### DATA EXCERPTS

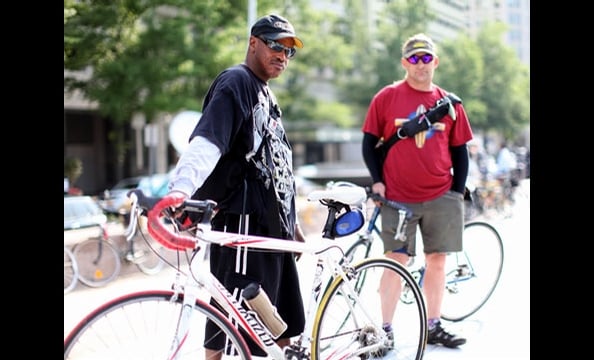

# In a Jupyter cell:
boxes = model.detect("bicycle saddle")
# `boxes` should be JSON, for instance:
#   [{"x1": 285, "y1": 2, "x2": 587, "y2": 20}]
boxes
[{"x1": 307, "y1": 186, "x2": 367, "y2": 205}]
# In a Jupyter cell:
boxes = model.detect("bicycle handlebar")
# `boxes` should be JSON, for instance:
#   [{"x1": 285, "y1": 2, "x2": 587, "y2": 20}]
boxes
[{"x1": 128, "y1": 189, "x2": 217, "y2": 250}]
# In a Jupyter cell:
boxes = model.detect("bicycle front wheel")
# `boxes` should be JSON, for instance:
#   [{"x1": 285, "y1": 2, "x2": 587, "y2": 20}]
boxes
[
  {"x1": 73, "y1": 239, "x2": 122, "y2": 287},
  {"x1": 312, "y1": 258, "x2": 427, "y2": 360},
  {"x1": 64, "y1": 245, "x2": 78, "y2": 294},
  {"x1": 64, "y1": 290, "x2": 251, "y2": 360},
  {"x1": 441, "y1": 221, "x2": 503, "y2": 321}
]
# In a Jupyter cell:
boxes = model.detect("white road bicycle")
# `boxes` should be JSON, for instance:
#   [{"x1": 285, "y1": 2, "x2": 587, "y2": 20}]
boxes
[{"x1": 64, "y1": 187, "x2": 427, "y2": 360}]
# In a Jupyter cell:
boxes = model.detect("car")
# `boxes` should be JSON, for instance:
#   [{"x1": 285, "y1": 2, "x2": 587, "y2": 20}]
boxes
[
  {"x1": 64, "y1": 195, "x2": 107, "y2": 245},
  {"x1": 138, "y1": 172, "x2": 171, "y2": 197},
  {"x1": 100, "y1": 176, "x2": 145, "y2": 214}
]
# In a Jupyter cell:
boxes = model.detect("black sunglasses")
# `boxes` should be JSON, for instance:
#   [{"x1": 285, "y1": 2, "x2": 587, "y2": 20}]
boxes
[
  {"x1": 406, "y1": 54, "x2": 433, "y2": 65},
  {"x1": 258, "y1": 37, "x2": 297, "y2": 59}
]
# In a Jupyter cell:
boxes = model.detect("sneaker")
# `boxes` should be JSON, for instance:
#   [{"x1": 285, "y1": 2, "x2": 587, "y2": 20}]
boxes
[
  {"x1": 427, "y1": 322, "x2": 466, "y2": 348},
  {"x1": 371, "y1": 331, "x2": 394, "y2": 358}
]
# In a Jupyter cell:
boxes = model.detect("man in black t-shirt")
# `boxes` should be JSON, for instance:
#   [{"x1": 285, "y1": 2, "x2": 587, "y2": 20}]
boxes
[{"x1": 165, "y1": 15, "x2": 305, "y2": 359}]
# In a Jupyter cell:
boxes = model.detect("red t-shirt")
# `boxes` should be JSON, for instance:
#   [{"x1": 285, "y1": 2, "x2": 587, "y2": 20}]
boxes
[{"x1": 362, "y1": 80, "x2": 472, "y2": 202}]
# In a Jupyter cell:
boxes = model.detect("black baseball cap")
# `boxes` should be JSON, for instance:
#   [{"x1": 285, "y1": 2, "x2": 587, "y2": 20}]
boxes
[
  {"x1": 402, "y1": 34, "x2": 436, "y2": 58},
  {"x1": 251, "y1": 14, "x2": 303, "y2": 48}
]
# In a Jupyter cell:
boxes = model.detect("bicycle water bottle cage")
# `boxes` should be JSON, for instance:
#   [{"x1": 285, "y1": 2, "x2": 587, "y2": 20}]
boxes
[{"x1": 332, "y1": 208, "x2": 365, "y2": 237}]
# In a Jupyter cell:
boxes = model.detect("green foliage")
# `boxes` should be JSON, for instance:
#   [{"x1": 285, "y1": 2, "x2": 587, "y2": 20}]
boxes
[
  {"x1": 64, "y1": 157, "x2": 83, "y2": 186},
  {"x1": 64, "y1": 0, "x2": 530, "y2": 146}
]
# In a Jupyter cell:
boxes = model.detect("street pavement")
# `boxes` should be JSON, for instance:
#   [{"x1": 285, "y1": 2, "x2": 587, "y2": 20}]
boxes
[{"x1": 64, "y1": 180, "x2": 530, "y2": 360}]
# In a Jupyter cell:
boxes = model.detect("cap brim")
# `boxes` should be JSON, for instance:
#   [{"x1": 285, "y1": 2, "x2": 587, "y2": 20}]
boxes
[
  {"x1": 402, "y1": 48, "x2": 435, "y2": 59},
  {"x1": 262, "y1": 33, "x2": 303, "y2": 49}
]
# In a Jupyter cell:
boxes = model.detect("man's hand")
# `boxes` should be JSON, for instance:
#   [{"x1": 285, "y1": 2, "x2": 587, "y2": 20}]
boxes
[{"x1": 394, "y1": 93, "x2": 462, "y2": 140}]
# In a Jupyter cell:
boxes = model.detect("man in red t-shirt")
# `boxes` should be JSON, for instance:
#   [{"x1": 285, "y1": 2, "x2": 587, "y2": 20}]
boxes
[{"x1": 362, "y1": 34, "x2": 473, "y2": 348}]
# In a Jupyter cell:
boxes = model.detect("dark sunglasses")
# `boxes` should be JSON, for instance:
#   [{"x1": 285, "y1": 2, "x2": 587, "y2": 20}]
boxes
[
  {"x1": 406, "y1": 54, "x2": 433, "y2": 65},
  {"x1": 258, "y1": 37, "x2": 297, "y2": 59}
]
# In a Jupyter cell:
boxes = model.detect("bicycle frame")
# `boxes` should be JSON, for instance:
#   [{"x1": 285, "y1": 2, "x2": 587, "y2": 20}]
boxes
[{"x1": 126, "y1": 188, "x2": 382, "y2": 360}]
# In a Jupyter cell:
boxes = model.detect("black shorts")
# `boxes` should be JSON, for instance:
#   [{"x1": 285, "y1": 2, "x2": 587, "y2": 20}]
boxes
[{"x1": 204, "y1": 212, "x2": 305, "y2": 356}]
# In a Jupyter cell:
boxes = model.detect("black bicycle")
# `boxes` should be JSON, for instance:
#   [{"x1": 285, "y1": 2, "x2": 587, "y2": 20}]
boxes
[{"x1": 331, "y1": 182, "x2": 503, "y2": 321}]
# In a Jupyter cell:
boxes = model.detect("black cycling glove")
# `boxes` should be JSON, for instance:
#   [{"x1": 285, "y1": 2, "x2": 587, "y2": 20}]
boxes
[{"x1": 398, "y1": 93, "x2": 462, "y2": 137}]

######

▸ GIVEN EXERCISE: Which lines in the records above contain the string "shirt"? Pick out each one and copy it in full.

▸ ANSWER FOR THIS EXERCISE:
boxes = model.detect("man in black t-shirt")
boxes = model.detect("red t-shirt")
boxes = model.detect("man in red t-shirt")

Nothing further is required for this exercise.